TOKYO (majirox news) – Watching people walk outside while drinking coffee at Starbucks in Tokyo’s fashionable Midtown Roppongi district, Nobuhara Harada felt he was in a different world. The 35-year-old medical doctor had just returned to Tokyo Monday after treating Japan’s earthquake and tsunami victims at shelters in the town of Minami Sanriku, where life was still chaotic. Minami Sanriku, in Miyagi prefecture, was completely destroyed by the tsunami.
Harada, who was dressed in a grey shirt and jeans, was eager to talk about his experience at the shelters. He first heard about the disaster when a friend called him in Honolulu where he practices medicine. He decided to help.
His father, a pediatrician, arranged for him to join a team of 10 mental health care workers, including doctors, nurses and a former Self Defense Force (SDF) member from his hometown of Kumamoto, who would be treating thousands of people staying at 19 shelters throughout the area. There are 115,000 people living in shelters across Japan, according to the National Police Agency.
Harada arrived there on April 14. “The first thing I noticed at the shelters was the overwhelming smell,” he said. “They lacked a water system and were low on diapers for infants and the elderly, so there were strong odors of urine and feces. People had to go outside to relieve themselves because of the shortage of water. Outside it smelled of rotten fish left from the tsunami, dust, oils and a mixture of other things.” The government said it would take about three years to completely clean up the debris.
Harada added that the situation was a lot worse than what people saw on TV. The devastation went on for miles. About 200 to 300 people were crammed into gymnasiums without electricity and water. Many were suffering from post traumatic stress syndrome. They had lost their homes, jobs and family members.

### Problem details
From the news report on the doctor's shelter work, print word for word the passage starting at "His father, a" and ending at "National Police Agency.".

(Referring expression data)
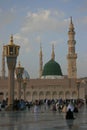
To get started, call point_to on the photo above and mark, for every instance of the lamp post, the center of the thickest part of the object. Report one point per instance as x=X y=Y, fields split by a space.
x=11 y=52
x=19 y=72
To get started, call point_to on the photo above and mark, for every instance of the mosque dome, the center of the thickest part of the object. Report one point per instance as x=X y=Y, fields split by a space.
x=52 y=68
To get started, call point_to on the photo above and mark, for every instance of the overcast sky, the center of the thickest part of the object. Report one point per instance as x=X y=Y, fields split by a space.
x=44 y=21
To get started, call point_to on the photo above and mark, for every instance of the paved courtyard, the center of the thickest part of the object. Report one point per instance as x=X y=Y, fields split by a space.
x=48 y=120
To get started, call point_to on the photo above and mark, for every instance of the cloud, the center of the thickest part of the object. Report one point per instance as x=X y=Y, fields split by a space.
x=44 y=21
x=6 y=17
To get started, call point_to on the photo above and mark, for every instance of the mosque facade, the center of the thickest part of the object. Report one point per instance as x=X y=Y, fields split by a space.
x=51 y=84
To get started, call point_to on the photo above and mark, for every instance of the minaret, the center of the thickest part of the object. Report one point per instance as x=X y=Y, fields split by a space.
x=3 y=65
x=72 y=56
x=53 y=54
x=11 y=52
x=41 y=62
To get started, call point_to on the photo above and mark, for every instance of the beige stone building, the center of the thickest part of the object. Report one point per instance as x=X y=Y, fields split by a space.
x=51 y=84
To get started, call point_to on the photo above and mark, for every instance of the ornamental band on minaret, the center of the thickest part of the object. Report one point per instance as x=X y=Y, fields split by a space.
x=72 y=56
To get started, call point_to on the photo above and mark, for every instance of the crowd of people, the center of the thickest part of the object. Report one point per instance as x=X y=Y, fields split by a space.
x=68 y=106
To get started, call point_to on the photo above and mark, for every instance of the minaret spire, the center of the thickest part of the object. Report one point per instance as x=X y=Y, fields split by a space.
x=41 y=61
x=53 y=54
x=3 y=64
x=11 y=39
x=72 y=56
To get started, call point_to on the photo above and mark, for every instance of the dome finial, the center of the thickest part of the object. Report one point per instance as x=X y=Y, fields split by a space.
x=53 y=54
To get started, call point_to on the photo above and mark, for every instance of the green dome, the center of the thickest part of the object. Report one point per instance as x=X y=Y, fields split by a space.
x=52 y=68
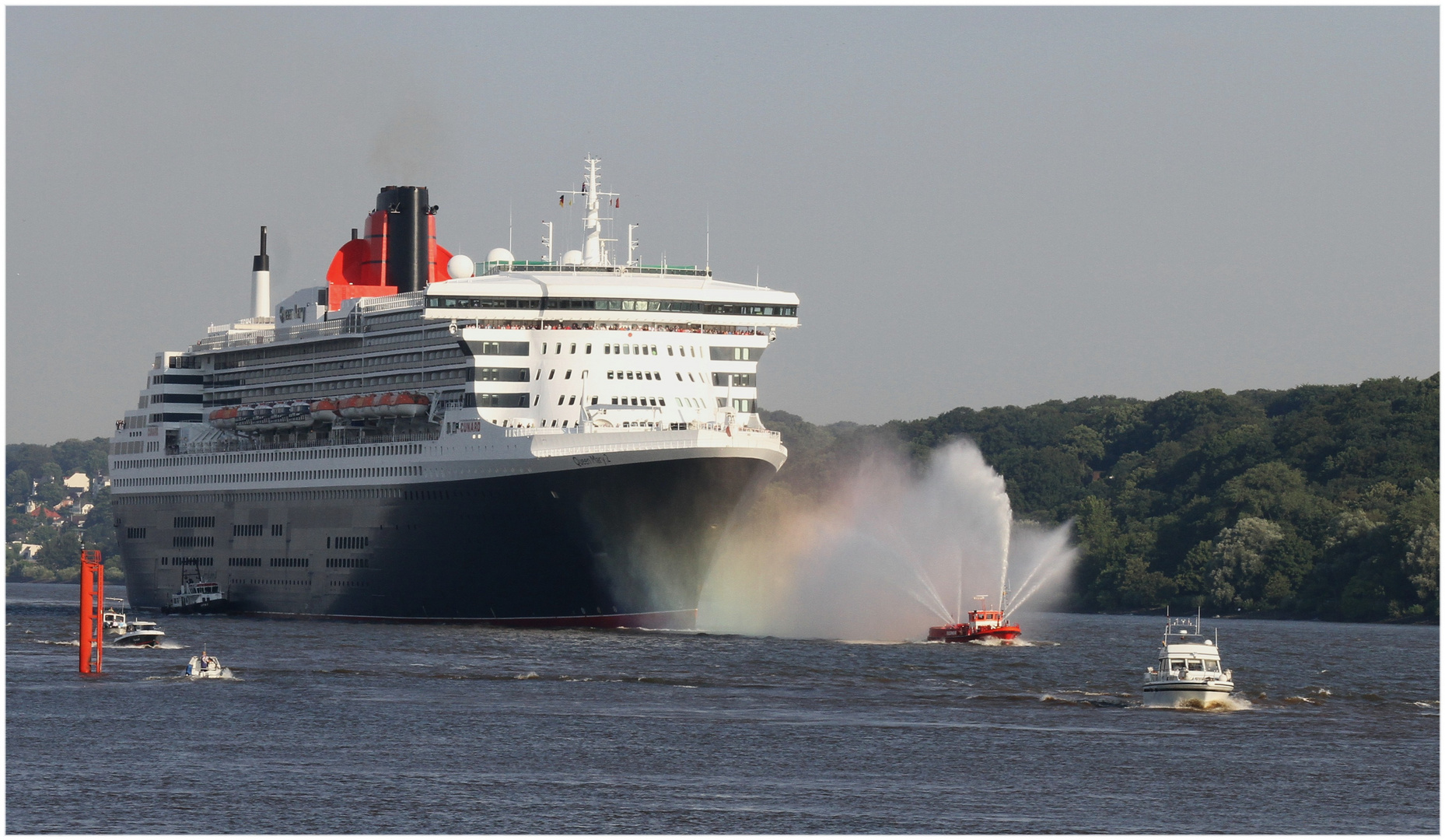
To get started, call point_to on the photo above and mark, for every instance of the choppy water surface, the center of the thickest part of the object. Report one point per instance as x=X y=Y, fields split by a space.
x=397 y=727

### The answer
His father, a pediatrician, arranged for him to join a team of 10 mental health care workers, including doctors, nurses and a former Self Defense Force (SDF) member from his hometown of Kumamoto, who would be treating thousands of people staying at 19 shelters throughout the area. There are 115,000 people living in shelters across Japan, according to the National Police Agency.